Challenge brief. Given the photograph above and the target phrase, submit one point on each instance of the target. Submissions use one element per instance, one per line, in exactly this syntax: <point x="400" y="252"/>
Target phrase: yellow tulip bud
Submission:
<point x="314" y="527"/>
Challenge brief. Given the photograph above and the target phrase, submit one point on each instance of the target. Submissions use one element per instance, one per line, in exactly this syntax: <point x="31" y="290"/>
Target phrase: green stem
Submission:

EXERCISE BRIEF:
Repeat each entry above, keeping every word exact.

WRITTEN SOLUTION:
Challenge brief. Given the photograph above and the target phrase, submit one point on each instance of the target. Submissions use one element per instance, one per line, in exactly this syntax: <point x="400" y="252"/>
Target phrase: yellow tulip bud
Submission:
<point x="314" y="527"/>
Challenge brief. Given the photograph above and the target phrase, submit one point on each instance of the target. Submissions use one element per instance, one per line, in exactly this syntax: <point x="31" y="290"/>
Target phrase: green stem
Submission:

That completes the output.